## SUPPLIED TEXT:
What are you doing with transcriptome imaging?

The goal is to get the spatially resolved transcriptome of individual cells. For many different types of cells, RNAs are not uniformly distributed. The local distribution of transcripts is important for the building and maintenance of local structure. Different types of cells have different gene-expression profiles, and that is important for cell fates, behaviors and functions.

There are about 60,000 different coding and noncoding RNAs (in a human cell). For each RNA, I could have oligo probes, each attached to different colored fluorophores. If I (were to) have 60,000 colors and if I could distinguish 60,000 colors simultaneously, I would be able to do transcriptome imaging. Obviously that’s not possible.

Zhuang's lab developed the optical technique called STORM.PHOTO COURTESY OF FREDFIELD.COM

The other extreme is to use one color but image one RNA species at a time by flowing in (complementary) oligos (one set at a time). I can do it 60,000 times, provided that I have enough students and postdocs with enough patience and the cell is not damaged during that process! That’s equally unfeasible.

I came up with an idea that doesn’t require 60,000 fluorophores and doesn’t require 60,000 rounds of imaging: Image a combination of RNAs in each round but different combinations in different rounds. For example, we can encode RNAs with a binary code. Each RNA is associated with a code of 11011 and so on. In the first round, we only image those RNAs (whose) binary codes read 1 in their first digit. Then we quench those fluorophores and image a second set of RNAs whose binary codes read 1 in their second digit. In order to distinguish 60,000 different binary codes, I only need 16 rounds of imaging, because two to the 16th power is greater than 60,000. It makes something almost impossible, all of a sudden, possible.

However, I must say that this is an overly simplified picture, because identification of each bit has an error; accumulating errors from 16 rounds of imaging is severe. We solved the problem by using encoding schemes that can detect and correct errors.

How did you become interested in microscopy?

My Ph.D. thesis was on nonlinear optics, which is a spectroscopy approach. It had nothing to do with biology, but it gave me a strong training in optics. My supervisor was one of the pioneers in nonlinear optics, Ron Shen (at University of California, Berkeley). I used it as a tool to study liquid crystals, polymers and so on.

## DATA TO EXAMINE:
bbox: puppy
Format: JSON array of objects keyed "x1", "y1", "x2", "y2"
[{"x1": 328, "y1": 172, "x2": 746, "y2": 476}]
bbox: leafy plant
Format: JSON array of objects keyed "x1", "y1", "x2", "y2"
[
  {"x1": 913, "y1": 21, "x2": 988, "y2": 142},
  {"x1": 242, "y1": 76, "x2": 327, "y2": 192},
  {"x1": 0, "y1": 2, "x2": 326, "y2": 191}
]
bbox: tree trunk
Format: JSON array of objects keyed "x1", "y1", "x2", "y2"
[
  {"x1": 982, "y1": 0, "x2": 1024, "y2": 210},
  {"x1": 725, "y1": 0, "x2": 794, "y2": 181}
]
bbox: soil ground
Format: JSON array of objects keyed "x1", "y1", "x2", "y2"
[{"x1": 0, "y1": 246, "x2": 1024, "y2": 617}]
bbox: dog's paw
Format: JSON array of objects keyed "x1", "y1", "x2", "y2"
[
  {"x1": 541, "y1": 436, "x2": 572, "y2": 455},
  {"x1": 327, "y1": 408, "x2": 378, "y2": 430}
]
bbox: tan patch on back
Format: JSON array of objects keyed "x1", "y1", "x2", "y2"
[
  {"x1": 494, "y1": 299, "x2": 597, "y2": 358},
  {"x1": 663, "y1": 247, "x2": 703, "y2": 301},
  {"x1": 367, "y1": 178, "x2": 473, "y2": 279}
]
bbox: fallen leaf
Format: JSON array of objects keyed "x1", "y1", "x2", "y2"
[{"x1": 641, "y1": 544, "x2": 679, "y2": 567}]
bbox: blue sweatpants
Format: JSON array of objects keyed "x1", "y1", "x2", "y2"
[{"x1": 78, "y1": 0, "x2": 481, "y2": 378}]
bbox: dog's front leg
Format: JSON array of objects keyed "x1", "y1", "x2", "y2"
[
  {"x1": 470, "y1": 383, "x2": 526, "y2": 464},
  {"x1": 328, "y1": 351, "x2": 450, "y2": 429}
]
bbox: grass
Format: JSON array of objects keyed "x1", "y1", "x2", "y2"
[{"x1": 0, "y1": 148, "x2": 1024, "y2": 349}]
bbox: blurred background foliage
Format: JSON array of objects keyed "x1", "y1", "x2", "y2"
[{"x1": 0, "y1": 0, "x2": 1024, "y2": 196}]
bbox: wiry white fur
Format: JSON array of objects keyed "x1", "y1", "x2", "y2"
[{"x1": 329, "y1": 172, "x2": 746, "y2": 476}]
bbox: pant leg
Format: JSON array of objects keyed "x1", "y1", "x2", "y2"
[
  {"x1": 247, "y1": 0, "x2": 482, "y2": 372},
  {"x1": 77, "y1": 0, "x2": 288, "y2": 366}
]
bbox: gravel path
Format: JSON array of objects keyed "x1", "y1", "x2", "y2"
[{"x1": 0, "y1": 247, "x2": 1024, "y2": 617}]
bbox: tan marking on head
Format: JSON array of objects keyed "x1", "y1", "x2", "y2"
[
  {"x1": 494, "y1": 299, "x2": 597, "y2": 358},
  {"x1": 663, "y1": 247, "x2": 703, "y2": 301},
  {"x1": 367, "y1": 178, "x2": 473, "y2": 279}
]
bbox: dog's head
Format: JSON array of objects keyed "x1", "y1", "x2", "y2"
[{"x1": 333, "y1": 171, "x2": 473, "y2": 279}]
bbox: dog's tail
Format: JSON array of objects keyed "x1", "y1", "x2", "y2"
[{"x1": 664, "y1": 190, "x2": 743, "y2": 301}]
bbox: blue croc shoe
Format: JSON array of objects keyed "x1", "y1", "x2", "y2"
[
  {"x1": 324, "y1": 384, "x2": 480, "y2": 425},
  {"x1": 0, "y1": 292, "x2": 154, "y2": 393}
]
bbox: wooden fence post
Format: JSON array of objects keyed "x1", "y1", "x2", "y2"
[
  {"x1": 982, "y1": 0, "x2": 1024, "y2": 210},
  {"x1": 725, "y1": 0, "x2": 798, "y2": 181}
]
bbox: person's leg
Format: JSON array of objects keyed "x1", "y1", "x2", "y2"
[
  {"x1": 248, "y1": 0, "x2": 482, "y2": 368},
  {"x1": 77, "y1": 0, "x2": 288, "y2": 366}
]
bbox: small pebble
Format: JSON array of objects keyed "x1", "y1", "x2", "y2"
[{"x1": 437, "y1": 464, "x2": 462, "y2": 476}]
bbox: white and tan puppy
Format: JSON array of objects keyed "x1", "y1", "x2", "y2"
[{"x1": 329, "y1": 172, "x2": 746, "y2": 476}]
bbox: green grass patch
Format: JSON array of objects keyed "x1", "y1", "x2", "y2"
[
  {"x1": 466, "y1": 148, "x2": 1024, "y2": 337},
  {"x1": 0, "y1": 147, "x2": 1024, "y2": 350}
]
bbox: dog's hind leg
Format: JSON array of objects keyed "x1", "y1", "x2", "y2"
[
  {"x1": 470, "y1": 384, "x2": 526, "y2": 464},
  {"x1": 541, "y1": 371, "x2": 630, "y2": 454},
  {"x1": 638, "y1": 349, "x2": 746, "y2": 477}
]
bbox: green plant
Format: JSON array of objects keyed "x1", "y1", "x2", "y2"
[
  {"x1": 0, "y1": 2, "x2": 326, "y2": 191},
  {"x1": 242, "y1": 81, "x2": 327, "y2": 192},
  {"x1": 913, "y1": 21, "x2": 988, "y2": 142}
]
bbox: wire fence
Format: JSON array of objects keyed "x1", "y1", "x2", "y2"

## TASK INSTRUCTIONS:
1) Can you reproduce word for word everything in the transcriptome imaging interview from "The goal is" down to "behaviors and functions."?
2) Could you take the transcriptome imaging interview further, picking up after its last sentence?

## ANSWERS FOR THE EXERCISE:
1)
The goal is to get the spatially resolved transcriptome of individual cells. For many different types of cells, RNAs are not uniformly distributed. The local distribution of transcripts is important for the building and maintenance of local structure. Different types of cells have different gene-expression profiles, and that is important for cell fates, behaviors and functions.

2)
My first microscopy experience was when I was a postdoc at Steven Chu’s lab at Stanford. (Author’s note: Chu is a former secretary of energy for the Obama administration.) My work was looking at how RNAs folded. It was purified RNA molecules scattered on coverslips, and I inferred the conformation of RNA using a spectroscopy approach called FRET. I began to image biological specimens and study biomolecules without taking them out of the cell when I started my independent faculty position at Harvard.

What sparked your interest in science?

Probably family influence, because both of my parents are professors at the University of Science and Technology in China. I’ve always wanted to be a professor – even before I knew exactly what a professor was! I never changed my mind.

I knew that I was probably good at physics when I was little, because my dad told me that I had very good physics intuition. I always liked physics. Even into college, I did not quite like biology and did not think it was as elegant (as physics). Now I really love biology. The fact that there are so many unknowns makes it an extremely fascinating area to study.

What advice would you give to graduate students?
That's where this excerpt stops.